## Your task
Repeat the following data exactly, omitting pictures.

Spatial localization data
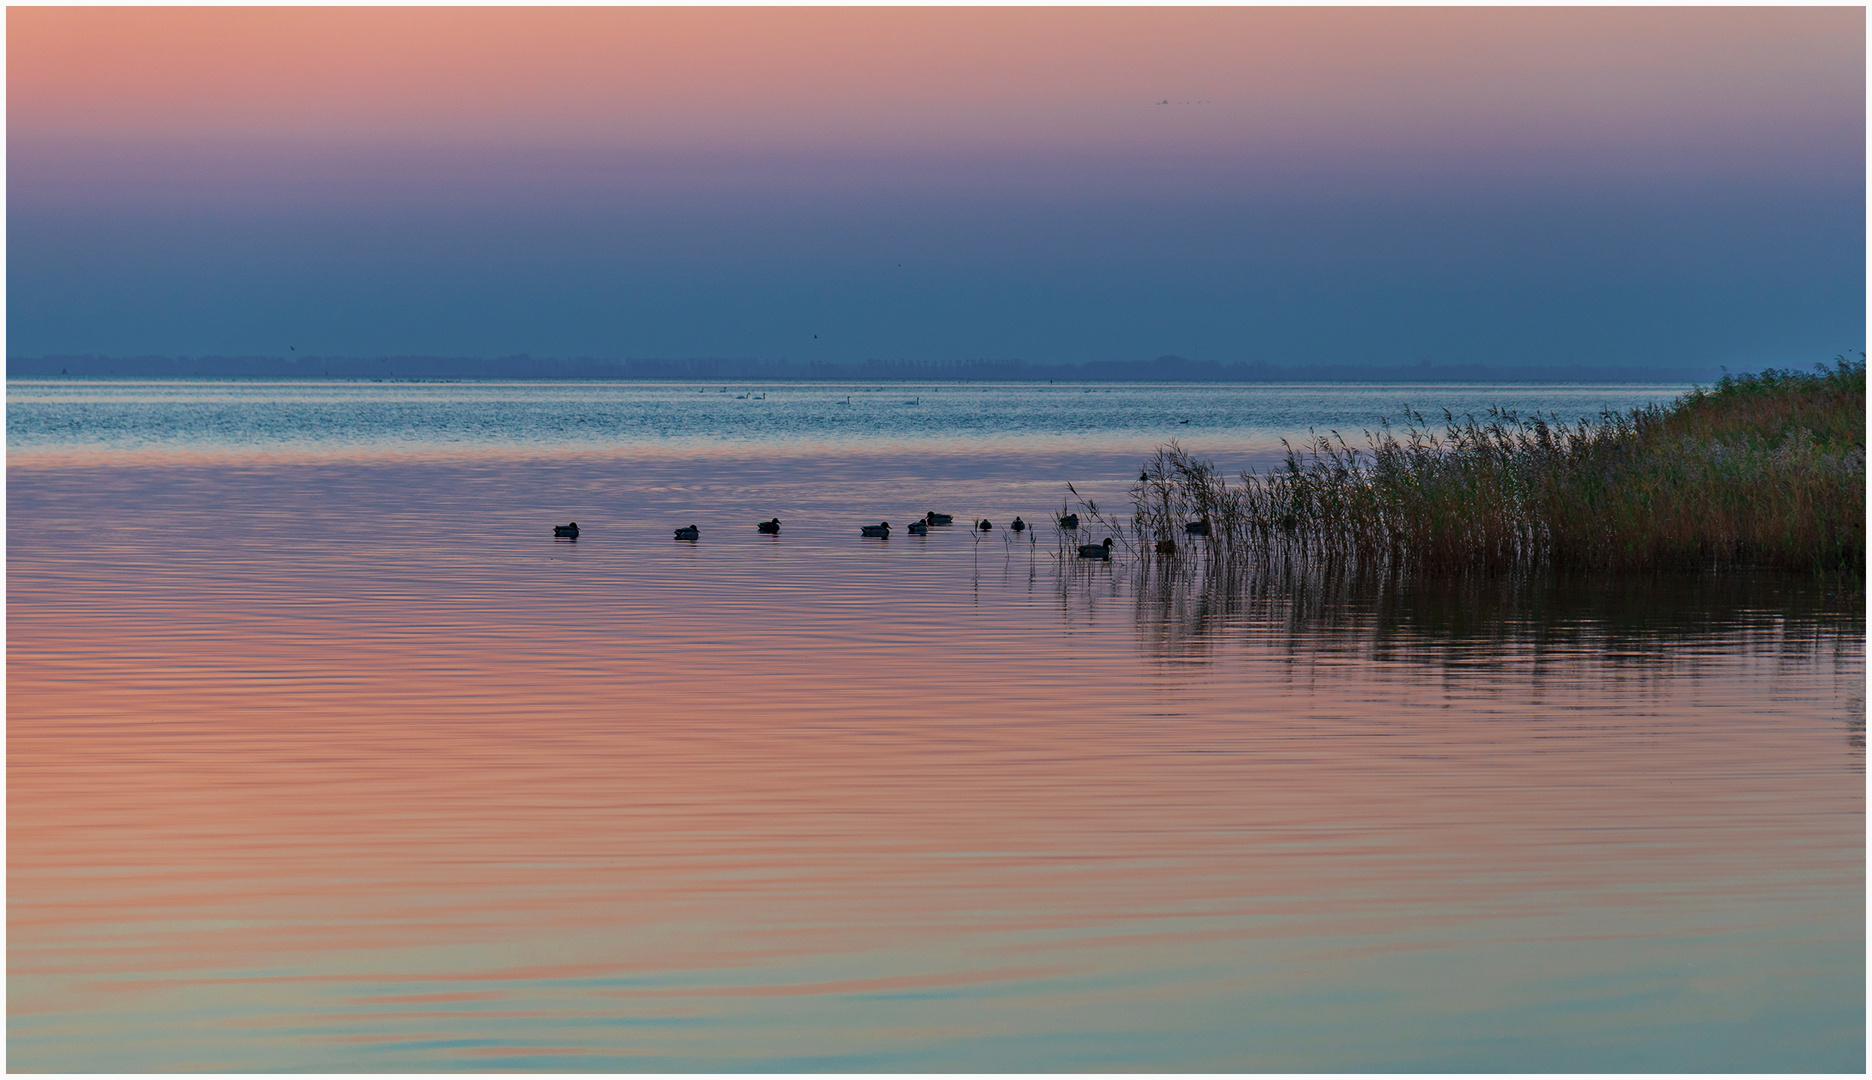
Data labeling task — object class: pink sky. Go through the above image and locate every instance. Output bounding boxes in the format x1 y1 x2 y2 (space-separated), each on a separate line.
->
12 7 1860 160
8 7 1862 365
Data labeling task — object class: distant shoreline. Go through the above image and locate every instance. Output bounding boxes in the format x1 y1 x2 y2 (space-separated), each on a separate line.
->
8 354 1730 385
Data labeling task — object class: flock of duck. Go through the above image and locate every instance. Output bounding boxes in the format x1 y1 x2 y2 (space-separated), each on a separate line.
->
551 511 1118 559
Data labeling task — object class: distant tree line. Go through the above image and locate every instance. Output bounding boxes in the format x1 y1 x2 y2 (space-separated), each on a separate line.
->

## Result of this task
Data labeling task — object class: pink sky. Go through the above image and locate every instance. Output bounding boxes in the format x1 y1 x2 y2 (space-separated), each on a separate line.
->
12 7 1860 160
8 7 1862 365
Data labeling task — object class: distant shoreline. Go through the above image and locate every instance. Output bounding boxes in the format x1 y1 x2 y2 (space-separated), each on a separate line.
->
8 354 1730 385
Data labeling task — object class: flock of duck. Go through the above image and locate every instance. Output bounding boxes in the format x1 y1 x2 y2 (space-separated), each on a separate line.
->
551 511 1118 559
Data labeling task — object class: distant tree line. Go through the above image and locate every instance. Output bounding boxes in the format x1 y1 x2 y2 (space-separated), each on a separate line.
->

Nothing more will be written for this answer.